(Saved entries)
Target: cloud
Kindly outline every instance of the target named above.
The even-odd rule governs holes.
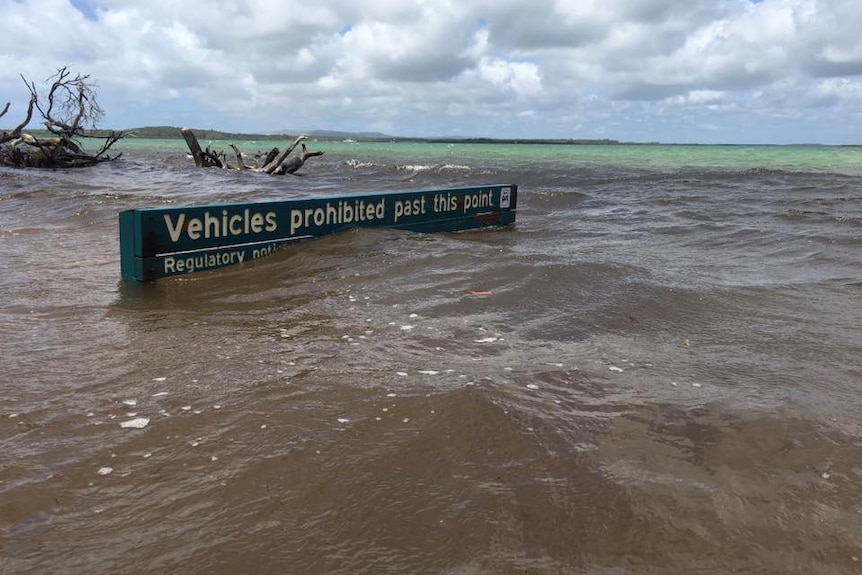
[[[0,0],[0,14],[9,117],[20,74],[69,65],[111,127],[770,141],[807,117],[821,139],[862,140],[840,119],[862,109],[862,3],[846,0]]]

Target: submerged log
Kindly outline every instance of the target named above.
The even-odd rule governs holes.
[[[298,170],[299,168],[304,166],[305,161],[308,158],[312,158],[314,156],[320,156],[322,154],[323,154],[323,152],[321,152],[321,151],[309,152],[308,149],[305,147],[305,144],[302,144],[302,152],[298,156],[293,156],[292,158],[288,158],[288,159],[282,161],[278,165],[278,167],[270,173],[275,174],[275,175],[292,174],[292,173],[296,172],[296,170]]]
[[[183,134],[183,138],[186,141],[186,145],[189,147],[189,151],[192,154],[192,158],[195,160],[195,165],[199,168],[221,168],[222,164],[219,159],[210,153],[210,149],[207,148],[207,151],[204,152],[201,150],[201,145],[198,144],[198,139],[195,137],[194,133],[188,128],[183,128],[180,130]]]
[[[299,155],[288,158],[300,142],[308,139],[308,136],[303,135],[298,136],[283,152],[279,151],[278,148],[272,148],[266,155],[257,154],[254,165],[248,165],[243,160],[243,154],[239,148],[234,144],[230,144],[236,156],[237,165],[234,167],[228,164],[227,155],[224,152],[216,152],[211,150],[209,146],[205,150],[201,149],[197,136],[195,136],[195,133],[190,128],[183,128],[181,132],[189,148],[189,152],[195,161],[195,166],[199,168],[223,168],[226,170],[261,172],[272,176],[281,176],[284,174],[294,174],[305,165],[308,158],[323,155],[322,151],[309,152],[305,144],[302,144],[302,152]]]

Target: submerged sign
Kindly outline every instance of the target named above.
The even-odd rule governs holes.
[[[352,227],[451,232],[515,221],[518,186],[322,196],[120,212],[123,278],[150,281],[243,263]]]

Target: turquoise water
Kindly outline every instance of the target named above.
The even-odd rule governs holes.
[[[285,148],[285,141],[202,141],[216,150],[228,150],[234,143],[246,153]],[[829,172],[862,174],[860,146],[714,146],[714,145],[567,145],[567,144],[491,144],[426,142],[333,142],[310,138],[309,149],[351,155],[358,159],[387,158],[388,161],[421,157],[429,164],[469,163],[476,161],[498,166],[503,164],[546,162],[575,167],[624,167],[652,171],[676,171],[684,168],[706,170],[781,170],[789,172]],[[151,150],[184,152],[185,141],[127,138],[117,146],[119,151]]]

● **WHAT IS BEING ASKED**:
Could you retype exactly the lines from the one containing "Target: turquoise water" through the final line of the data above, and no others?

● **RESULT FOR THIS EXERCISE**:
Target: turquoise water
Kindly outline every instance of the target named above.
The even-odd rule governs holes.
[[[285,148],[285,141],[202,141],[216,150],[228,150],[234,143],[246,153]],[[829,172],[862,174],[860,146],[714,146],[714,145],[567,145],[567,144],[491,144],[426,142],[333,142],[310,138],[309,149],[351,155],[358,159],[387,158],[388,161],[421,157],[429,164],[469,163],[476,161],[498,166],[503,164],[546,162],[575,167],[624,167],[652,171],[676,171],[684,168],[706,170],[781,170],[789,172]],[[151,150],[184,152],[185,141],[127,138],[117,146],[119,151]]]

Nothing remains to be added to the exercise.